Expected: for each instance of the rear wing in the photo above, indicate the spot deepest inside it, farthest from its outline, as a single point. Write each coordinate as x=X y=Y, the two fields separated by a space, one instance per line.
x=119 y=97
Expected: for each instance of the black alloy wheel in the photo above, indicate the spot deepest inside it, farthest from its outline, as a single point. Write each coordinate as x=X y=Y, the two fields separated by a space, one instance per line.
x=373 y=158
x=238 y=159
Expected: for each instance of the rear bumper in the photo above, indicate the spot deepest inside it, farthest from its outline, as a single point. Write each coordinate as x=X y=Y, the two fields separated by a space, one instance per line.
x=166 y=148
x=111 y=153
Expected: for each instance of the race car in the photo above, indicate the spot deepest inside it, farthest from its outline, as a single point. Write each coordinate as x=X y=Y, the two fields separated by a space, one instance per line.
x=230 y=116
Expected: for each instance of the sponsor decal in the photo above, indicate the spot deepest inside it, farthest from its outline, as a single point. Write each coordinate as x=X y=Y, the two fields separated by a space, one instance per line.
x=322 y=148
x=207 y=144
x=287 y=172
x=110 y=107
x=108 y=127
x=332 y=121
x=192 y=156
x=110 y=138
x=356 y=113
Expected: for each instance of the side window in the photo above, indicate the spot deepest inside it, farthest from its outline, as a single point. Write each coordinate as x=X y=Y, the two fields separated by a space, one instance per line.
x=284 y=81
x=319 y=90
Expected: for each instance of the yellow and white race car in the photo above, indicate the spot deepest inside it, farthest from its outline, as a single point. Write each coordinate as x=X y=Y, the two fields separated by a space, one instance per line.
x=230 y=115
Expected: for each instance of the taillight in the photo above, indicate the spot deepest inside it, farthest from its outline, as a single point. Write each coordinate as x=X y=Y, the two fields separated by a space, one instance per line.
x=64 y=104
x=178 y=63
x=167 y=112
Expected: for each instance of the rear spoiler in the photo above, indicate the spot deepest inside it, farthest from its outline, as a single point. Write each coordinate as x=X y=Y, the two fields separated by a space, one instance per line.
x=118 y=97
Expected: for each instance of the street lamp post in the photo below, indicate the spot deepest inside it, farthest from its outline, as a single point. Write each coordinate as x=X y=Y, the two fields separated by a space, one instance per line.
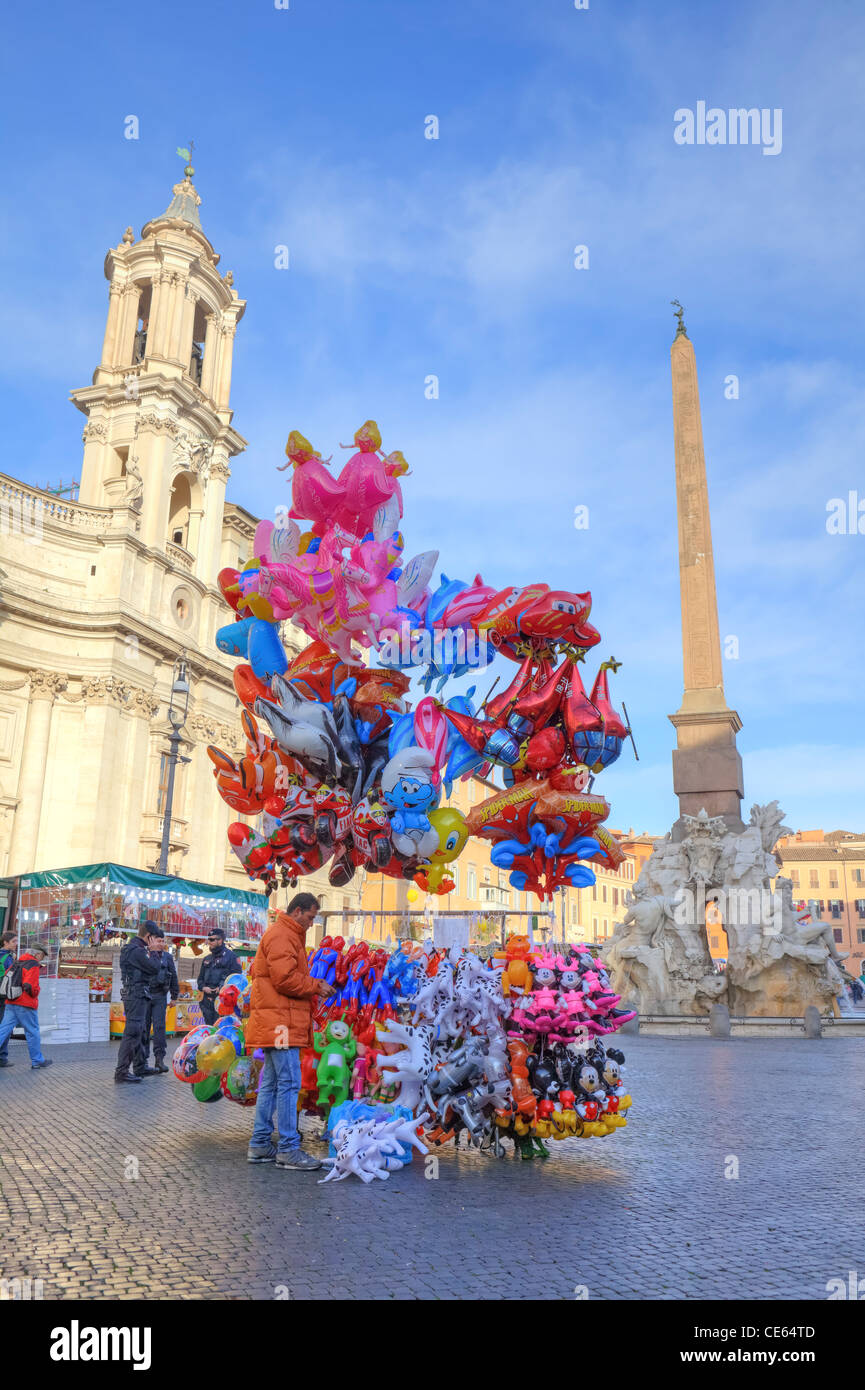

Aim of the task: Can you repeat the material above word for word, from its first line through the line containing "x=111 y=153", including that line?

Result below:
Expected: for each instance of the rear wing in the photo above, indicate the spot deepest inside it, farthest from its outline, as a single point. Write each coordinate as x=X y=Y, the two fields separated by a space, one instance per line.
x=119 y=97
Expected: for each instance of the black alloy wheel in the photo above, indicate the spot deepest inside it, farthest from its outline, as a single point. Write each coordinate as x=X y=Y, the two fields separated by a space, one instance per line.
x=373 y=158
x=238 y=159
Expected: for each instance of the rear bumper in the photo above, indicate the spot deepest inside it, farthest from its outline, as a single point. Write each coordinate as x=X y=Y, the two fields separated by a space, one instance per line.
x=166 y=148
x=111 y=153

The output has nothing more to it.